Requirement 1:
Decide whether each statement agrees with the river park walk post below, answering yes or no and quoting the deciding words: (a) The park was 48º and overcast that morning. (b) The plants at the river are further along than those at Lake Solano. (c) The owl's nest was empty when the writer checked it.
Requirement 2:
In one to three sentences, explain why the river park walk post below says the manroot and pipevine at the river are behind those at Lake Solano.

Passage to read:
━━━━━━━━━━━━━━━━━━━━
Category Archives: Firsts

Mama Owl and More at the River Bend Park, 03-10-18

I got up around 6:30 this morning. Even though rain was predicted for the day, I headed over to the American River Bend park for my walk. It was 48º there and totally overcast.

The manroot and pipevine at the river isn’t as “awake” as it is already at Lake Solano. We’re a little more inland here. It looks like the plants are about a month behind the ones at the lake… The Interior Live Oak trees were just starting to bud, sprouting out new leaves and catkins. Spring is coming.

One of the first things I went looking for when I got there was the Great Horned Owl’s nest. I wanted to see if mama was still there. She was! And she was sitting up in the nest, so I got to see more than just her plumicorns. While I was looking at her, a ranger came buy and asked if I’d seen the other owl, too. I didn’t know there was another one nesting around there! He said the second owl was off to the east about 100 yards away, along the bike trail, near the area where there are some bluebird boxes and where they’re doing a lot of restoration work. I didn’t over there to see it today, but I will be looking for it the next time out there!

I also got to see Wild Turkeys -– bachelor groups with the males trying to out-macho one another – a very cooperative Nutthall’s Woodpecker who let me take lots of photos of him, Mourning Doves, Acorn Woodpeckers, European Starlings, California Scrub Jays and Northern Flickers, and several Oak Titmice. I also was successful in getting several photos of some White-Breasted Nuthatches that were out and about, and lots of Western Bluebirds. Everyone seemed to be scoping out potential nesting cavities around the picnic area.
━━━━━━━━━━━━━━━━━━━━
Rows:
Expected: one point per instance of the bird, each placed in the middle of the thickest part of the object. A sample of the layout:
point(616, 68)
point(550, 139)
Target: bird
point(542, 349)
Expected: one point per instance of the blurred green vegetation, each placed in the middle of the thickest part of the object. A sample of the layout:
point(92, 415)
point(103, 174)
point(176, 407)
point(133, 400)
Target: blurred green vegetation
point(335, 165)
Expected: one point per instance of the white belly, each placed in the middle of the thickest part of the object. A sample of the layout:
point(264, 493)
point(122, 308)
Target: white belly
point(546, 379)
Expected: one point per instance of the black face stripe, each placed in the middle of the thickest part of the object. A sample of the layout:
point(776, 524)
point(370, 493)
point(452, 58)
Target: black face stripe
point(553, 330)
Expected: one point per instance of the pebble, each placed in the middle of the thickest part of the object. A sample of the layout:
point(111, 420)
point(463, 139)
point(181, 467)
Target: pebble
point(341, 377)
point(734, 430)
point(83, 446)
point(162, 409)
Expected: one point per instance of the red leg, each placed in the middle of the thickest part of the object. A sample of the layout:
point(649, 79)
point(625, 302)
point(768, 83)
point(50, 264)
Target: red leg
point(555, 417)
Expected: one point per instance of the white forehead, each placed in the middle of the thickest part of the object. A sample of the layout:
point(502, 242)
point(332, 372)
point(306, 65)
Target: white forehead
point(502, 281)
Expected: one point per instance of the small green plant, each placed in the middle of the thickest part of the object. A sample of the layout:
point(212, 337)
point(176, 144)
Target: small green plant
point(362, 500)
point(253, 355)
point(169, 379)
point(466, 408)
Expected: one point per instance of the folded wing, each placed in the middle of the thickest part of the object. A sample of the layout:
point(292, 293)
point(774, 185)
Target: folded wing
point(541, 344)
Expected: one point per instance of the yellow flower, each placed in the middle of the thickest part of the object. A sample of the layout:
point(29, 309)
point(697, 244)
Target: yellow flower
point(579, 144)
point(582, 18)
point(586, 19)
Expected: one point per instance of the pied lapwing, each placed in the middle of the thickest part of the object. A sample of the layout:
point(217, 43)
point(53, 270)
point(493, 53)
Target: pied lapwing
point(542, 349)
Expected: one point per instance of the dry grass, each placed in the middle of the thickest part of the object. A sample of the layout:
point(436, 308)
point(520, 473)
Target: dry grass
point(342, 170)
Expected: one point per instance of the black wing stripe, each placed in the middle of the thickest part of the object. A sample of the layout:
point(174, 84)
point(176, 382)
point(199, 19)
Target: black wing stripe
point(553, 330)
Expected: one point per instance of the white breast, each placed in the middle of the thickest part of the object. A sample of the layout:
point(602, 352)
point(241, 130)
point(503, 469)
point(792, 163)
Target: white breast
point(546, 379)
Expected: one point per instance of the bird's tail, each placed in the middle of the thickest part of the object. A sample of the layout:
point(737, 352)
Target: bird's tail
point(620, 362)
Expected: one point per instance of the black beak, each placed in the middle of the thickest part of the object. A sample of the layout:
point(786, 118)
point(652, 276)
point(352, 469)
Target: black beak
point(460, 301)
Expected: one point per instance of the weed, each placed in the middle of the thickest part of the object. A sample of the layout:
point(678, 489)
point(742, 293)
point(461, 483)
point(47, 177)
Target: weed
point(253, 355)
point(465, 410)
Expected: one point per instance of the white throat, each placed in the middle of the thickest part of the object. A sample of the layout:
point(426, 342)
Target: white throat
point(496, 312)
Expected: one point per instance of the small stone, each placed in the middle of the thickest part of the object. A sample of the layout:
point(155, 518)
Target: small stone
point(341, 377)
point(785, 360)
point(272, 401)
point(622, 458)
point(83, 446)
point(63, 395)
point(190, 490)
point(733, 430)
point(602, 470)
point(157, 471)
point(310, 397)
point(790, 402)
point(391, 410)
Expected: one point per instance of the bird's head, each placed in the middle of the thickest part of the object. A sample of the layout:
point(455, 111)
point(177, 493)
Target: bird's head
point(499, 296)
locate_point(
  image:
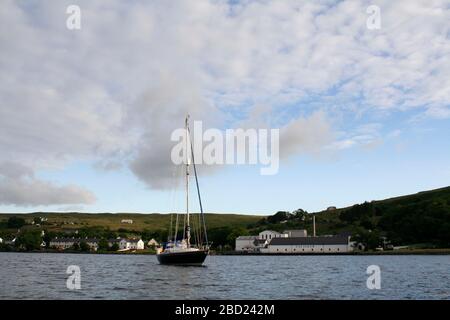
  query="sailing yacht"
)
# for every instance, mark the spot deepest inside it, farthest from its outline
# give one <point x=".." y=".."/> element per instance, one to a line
<point x="184" y="251"/>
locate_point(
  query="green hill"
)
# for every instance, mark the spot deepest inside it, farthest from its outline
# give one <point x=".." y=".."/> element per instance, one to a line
<point x="421" y="218"/>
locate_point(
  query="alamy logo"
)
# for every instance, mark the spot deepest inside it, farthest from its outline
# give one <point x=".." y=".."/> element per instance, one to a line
<point x="236" y="146"/>
<point x="373" y="22"/>
<point x="74" y="280"/>
<point x="374" y="280"/>
<point x="73" y="22"/>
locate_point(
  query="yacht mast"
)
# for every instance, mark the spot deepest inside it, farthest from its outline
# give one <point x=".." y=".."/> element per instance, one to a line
<point x="188" y="228"/>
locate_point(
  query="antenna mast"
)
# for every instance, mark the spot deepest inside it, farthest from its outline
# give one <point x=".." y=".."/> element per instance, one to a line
<point x="188" y="228"/>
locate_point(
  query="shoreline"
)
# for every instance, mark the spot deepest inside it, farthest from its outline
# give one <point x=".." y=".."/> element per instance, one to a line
<point x="430" y="252"/>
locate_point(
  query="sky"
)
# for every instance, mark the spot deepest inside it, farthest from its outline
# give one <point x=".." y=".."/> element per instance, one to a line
<point x="86" y="115"/>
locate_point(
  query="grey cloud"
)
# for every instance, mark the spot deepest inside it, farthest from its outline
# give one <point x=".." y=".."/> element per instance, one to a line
<point x="113" y="92"/>
<point x="18" y="186"/>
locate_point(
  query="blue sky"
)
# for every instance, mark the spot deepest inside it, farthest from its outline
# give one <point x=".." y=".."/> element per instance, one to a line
<point x="86" y="115"/>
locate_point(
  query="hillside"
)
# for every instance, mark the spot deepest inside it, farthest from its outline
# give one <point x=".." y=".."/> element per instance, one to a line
<point x="421" y="218"/>
<point x="58" y="222"/>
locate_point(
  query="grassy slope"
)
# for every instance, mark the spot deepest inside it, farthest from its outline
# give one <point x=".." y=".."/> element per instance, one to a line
<point x="150" y="222"/>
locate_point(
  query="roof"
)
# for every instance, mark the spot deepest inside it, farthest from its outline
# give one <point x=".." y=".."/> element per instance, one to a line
<point x="309" y="241"/>
<point x="260" y="240"/>
<point x="246" y="238"/>
<point x="74" y="240"/>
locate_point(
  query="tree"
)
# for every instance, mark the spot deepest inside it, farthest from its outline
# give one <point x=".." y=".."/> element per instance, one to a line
<point x="29" y="240"/>
<point x="15" y="222"/>
<point x="278" y="217"/>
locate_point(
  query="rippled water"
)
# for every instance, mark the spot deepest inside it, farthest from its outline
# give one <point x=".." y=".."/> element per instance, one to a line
<point x="43" y="276"/>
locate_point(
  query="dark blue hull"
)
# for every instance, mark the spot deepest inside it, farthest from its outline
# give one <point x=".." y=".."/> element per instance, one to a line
<point x="183" y="258"/>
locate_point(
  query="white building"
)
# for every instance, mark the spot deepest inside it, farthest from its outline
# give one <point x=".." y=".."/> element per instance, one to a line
<point x="63" y="243"/>
<point x="67" y="243"/>
<point x="127" y="244"/>
<point x="246" y="243"/>
<point x="152" y="243"/>
<point x="270" y="234"/>
<point x="295" y="233"/>
<point x="330" y="244"/>
<point x="136" y="244"/>
<point x="250" y="244"/>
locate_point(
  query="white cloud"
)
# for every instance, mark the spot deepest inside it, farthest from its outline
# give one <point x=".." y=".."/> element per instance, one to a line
<point x="113" y="91"/>
<point x="18" y="186"/>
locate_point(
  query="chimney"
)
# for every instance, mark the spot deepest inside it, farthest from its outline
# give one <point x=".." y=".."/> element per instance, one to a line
<point x="314" y="225"/>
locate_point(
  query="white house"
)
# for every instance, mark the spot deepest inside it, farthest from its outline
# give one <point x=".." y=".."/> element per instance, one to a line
<point x="63" y="243"/>
<point x="136" y="244"/>
<point x="249" y="243"/>
<point x="295" y="233"/>
<point x="152" y="243"/>
<point x="270" y="234"/>
<point x="67" y="243"/>
<point x="327" y="244"/>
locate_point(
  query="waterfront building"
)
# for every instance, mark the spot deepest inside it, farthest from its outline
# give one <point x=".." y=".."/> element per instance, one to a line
<point x="270" y="234"/>
<point x="152" y="243"/>
<point x="327" y="244"/>
<point x="136" y="244"/>
<point x="68" y="243"/>
<point x="296" y="233"/>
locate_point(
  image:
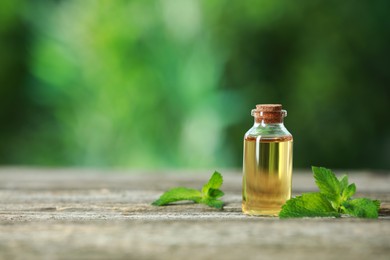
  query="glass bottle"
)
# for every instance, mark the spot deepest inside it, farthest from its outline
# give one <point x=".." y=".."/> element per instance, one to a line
<point x="267" y="166"/>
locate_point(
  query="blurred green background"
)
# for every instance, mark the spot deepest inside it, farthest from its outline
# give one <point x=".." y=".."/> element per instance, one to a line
<point x="170" y="83"/>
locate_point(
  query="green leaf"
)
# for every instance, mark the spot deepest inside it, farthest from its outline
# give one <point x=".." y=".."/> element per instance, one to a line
<point x="215" y="193"/>
<point x="362" y="208"/>
<point x="215" y="182"/>
<point x="349" y="191"/>
<point x="328" y="184"/>
<point x="218" y="204"/>
<point x="308" y="205"/>
<point x="177" y="194"/>
<point x="343" y="183"/>
<point x="378" y="204"/>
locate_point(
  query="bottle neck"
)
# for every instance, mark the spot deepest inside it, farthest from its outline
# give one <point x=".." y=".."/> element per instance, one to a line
<point x="264" y="122"/>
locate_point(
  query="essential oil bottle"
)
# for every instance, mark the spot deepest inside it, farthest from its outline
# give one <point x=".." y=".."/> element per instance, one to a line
<point x="267" y="166"/>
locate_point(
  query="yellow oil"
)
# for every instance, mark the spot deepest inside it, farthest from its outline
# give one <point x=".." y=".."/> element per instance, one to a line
<point x="267" y="175"/>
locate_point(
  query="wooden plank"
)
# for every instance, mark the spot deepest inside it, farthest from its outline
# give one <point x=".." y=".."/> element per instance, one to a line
<point x="82" y="214"/>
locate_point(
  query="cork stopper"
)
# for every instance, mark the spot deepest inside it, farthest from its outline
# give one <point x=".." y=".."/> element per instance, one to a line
<point x="269" y="113"/>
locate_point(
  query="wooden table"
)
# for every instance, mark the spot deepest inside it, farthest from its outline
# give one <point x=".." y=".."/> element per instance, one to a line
<point x="84" y="214"/>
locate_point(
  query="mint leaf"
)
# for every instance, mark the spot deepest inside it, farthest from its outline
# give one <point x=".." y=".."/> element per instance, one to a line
<point x="208" y="195"/>
<point x="215" y="182"/>
<point x="328" y="184"/>
<point x="177" y="194"/>
<point x="333" y="199"/>
<point x="349" y="191"/>
<point x="362" y="208"/>
<point x="214" y="203"/>
<point x="215" y="193"/>
<point x="343" y="183"/>
<point x="308" y="205"/>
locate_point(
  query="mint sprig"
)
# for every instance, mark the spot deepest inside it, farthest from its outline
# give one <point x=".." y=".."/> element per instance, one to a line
<point x="333" y="199"/>
<point x="209" y="194"/>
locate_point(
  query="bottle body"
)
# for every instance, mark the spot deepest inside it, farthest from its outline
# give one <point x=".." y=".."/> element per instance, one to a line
<point x="267" y="168"/>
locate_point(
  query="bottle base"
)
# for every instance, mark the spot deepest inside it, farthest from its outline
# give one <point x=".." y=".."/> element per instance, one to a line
<point x="266" y="212"/>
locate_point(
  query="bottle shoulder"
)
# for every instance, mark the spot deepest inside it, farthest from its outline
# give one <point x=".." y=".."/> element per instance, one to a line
<point x="269" y="131"/>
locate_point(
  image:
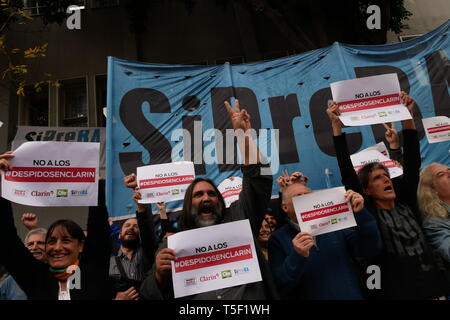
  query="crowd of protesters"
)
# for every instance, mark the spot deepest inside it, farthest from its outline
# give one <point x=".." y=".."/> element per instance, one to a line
<point x="403" y="227"/>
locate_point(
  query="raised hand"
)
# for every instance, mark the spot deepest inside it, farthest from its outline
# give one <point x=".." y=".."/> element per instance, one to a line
<point x="391" y="135"/>
<point x="30" y="221"/>
<point x="407" y="101"/>
<point x="356" y="200"/>
<point x="240" y="119"/>
<point x="4" y="163"/>
<point x="302" y="242"/>
<point x="164" y="265"/>
<point x="130" y="181"/>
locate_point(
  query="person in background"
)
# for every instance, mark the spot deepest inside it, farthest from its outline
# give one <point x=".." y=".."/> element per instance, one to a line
<point x="409" y="270"/>
<point x="433" y="195"/>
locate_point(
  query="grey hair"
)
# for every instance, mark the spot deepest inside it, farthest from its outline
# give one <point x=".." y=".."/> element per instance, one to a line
<point x="429" y="202"/>
<point x="35" y="231"/>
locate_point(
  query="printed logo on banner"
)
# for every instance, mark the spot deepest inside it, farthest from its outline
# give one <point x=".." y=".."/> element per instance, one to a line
<point x="226" y="274"/>
<point x="20" y="193"/>
<point x="62" y="193"/>
<point x="79" y="192"/>
<point x="41" y="193"/>
<point x="190" y="282"/>
<point x="244" y="270"/>
<point x="209" y="278"/>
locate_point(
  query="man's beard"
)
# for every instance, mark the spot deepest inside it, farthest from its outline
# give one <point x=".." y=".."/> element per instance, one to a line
<point x="216" y="211"/>
<point x="130" y="244"/>
<point x="42" y="254"/>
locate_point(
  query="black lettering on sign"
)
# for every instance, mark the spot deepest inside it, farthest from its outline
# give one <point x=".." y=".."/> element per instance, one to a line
<point x="322" y="125"/>
<point x="142" y="130"/>
<point x="438" y="67"/>
<point x="378" y="129"/>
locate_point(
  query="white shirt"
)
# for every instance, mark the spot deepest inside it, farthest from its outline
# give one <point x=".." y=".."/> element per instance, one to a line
<point x="63" y="295"/>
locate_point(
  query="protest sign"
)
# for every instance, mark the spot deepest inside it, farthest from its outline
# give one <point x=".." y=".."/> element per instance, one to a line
<point x="212" y="258"/>
<point x="53" y="174"/>
<point x="165" y="182"/>
<point x="437" y="129"/>
<point x="230" y="188"/>
<point x="380" y="147"/>
<point x="66" y="134"/>
<point x="362" y="158"/>
<point x="323" y="211"/>
<point x="369" y="100"/>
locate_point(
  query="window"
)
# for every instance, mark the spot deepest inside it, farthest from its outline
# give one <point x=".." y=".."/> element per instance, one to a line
<point x="32" y="7"/>
<point x="73" y="102"/>
<point x="35" y="106"/>
<point x="104" y="3"/>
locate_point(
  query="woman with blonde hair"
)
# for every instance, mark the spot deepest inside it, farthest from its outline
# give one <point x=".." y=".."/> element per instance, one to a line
<point x="433" y="195"/>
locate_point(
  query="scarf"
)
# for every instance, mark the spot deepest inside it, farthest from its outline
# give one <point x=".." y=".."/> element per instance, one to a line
<point x="62" y="274"/>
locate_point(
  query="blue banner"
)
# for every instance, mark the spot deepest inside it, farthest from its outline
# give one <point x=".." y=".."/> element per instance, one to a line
<point x="149" y="105"/>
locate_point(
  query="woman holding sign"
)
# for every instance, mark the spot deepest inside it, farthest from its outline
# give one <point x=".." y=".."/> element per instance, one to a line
<point x="433" y="195"/>
<point x="408" y="269"/>
<point x="77" y="266"/>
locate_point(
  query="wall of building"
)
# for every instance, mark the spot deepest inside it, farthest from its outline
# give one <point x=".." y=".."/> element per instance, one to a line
<point x="427" y="16"/>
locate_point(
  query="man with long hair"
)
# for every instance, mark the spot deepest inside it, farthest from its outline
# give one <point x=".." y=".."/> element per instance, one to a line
<point x="204" y="206"/>
<point x="408" y="268"/>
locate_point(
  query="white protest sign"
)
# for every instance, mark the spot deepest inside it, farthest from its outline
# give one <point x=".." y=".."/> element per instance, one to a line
<point x="323" y="211"/>
<point x="380" y="147"/>
<point x="369" y="100"/>
<point x="362" y="158"/>
<point x="66" y="134"/>
<point x="214" y="257"/>
<point x="437" y="129"/>
<point x="165" y="182"/>
<point x="53" y="174"/>
<point x="230" y="188"/>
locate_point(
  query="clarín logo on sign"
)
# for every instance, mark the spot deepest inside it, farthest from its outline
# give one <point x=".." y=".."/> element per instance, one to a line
<point x="42" y="193"/>
<point x="190" y="282"/>
<point x="62" y="193"/>
<point x="21" y="193"/>
<point x="79" y="192"/>
<point x="241" y="271"/>
<point x="226" y="274"/>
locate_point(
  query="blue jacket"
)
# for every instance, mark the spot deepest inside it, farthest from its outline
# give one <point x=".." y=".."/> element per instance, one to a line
<point x="328" y="273"/>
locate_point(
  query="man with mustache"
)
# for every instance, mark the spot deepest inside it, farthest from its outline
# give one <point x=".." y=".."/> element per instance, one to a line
<point x="35" y="243"/>
<point x="134" y="257"/>
<point x="407" y="264"/>
<point x="204" y="206"/>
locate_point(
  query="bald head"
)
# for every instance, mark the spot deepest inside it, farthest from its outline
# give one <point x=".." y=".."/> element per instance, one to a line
<point x="293" y="190"/>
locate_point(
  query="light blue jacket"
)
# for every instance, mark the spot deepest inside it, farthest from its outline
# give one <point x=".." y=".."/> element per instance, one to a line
<point x="10" y="290"/>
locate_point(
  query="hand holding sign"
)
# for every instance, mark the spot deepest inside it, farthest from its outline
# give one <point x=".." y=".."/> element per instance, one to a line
━━━━━━━━━━━━━━━━━━━━
Full answer 1:
(a) Yes: "It was 48º there and totally overcast."
(b) No: "It looks like the plants are about a month behind the ones at the lake"
(c) No: "And she was sitting up in the nest"

Full answer 2:
The river park is a little more inland than Lake Solano. Because of this, its plants aren't as "awake" and look about a month behind the ones at the lake.